_Directions for this task_: Given the entries below, please return each one exactly.
[[ Information, beginning ]]
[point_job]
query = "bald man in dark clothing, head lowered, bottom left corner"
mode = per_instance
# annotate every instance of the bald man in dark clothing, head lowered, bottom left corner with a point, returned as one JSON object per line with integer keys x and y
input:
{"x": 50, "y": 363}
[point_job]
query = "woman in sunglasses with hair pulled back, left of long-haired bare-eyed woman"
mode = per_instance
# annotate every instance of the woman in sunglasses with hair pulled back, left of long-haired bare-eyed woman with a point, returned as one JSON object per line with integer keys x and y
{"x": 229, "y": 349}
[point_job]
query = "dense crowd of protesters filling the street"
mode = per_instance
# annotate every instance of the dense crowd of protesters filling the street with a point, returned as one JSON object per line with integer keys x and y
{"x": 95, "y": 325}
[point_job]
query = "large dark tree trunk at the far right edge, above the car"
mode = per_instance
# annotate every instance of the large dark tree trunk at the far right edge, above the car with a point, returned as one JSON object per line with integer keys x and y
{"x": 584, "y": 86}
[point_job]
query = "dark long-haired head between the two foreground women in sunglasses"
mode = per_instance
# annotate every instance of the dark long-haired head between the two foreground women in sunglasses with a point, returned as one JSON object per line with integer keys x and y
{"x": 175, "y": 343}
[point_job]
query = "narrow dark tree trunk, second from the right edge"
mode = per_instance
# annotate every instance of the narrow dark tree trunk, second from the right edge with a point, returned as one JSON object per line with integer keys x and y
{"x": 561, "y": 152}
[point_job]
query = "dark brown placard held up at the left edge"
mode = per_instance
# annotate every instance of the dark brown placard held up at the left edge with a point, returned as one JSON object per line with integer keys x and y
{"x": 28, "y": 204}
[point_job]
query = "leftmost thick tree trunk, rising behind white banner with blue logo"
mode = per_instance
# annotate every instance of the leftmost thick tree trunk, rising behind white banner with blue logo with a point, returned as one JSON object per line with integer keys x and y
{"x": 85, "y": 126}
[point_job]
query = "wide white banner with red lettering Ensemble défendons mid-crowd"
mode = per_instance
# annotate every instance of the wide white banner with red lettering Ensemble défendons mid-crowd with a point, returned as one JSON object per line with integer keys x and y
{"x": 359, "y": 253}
[[ Information, end ]]
_Problem solution_:
[point_job]
query = "bald man in dark clothing, head lowered, bottom left corner"
mode = per_instance
# annotate every instance of the bald man in dark clothing, head lowered, bottom left corner with a point, returned as one JSON object per line with integer keys x and y
input:
{"x": 50, "y": 363}
[point_job]
query = "woman in sunglasses with hair pulled back, left of long-haired bare-eyed woman"
mode = per_instance
# annotate every instance of the woman in sunglasses with hair pulled back, left of long-haired bare-eyed woman with a point, returned as one JSON object per line with integer keys x and y
{"x": 229, "y": 349}
[point_job]
query = "dense crowd of protesters filling the street"
mode = per_instance
# annotate every instance of the dense crowd of protesters filling the street with a point, returned as one JSON object per line with integer keys x and y
{"x": 95, "y": 325}
[point_job]
query = "large dark tree trunk at the far right edge, above the car"
mode = per_instance
# annotate every instance of the large dark tree trunk at the far right edge, above the car with a point, returned as one JSON object per line with integer keys x and y
{"x": 584, "y": 86}
[point_job]
query = "dark long-haired head between the two foreground women in sunglasses"
mode = per_instance
# annotate every instance of the dark long-haired head between the two foreground women in sunglasses with a point, returned as one JSON object per line with integer keys x and y
{"x": 175, "y": 343}
[point_job]
query = "narrow dark tree trunk, second from the right edge"
mode = per_instance
# annotate every instance of the narrow dark tree trunk, second from the right edge with a point, returned as one JSON object per line with integer keys x and y
{"x": 561, "y": 152}
[point_job]
query = "dark brown placard held up at the left edge"
mode = per_instance
# annotate every instance of the dark brown placard held up at the left edge with a point, returned as one JSON object per line with integer keys x and y
{"x": 28, "y": 204}
[point_job]
query = "leftmost thick tree trunk, rising behind white banner with blue logo"
mode = per_instance
# annotate every instance of the leftmost thick tree trunk, rising behind white banner with blue logo with a point, returned as one JSON object per line with integer keys x and y
{"x": 85, "y": 126}
[point_job]
query = "wide white banner with red lettering Ensemble défendons mid-crowd"
mode = per_instance
# annotate every instance of the wide white banner with red lettering Ensemble défendons mid-crowd with a point, returned as one JSON object per line with integer keys x and y
{"x": 359, "y": 253}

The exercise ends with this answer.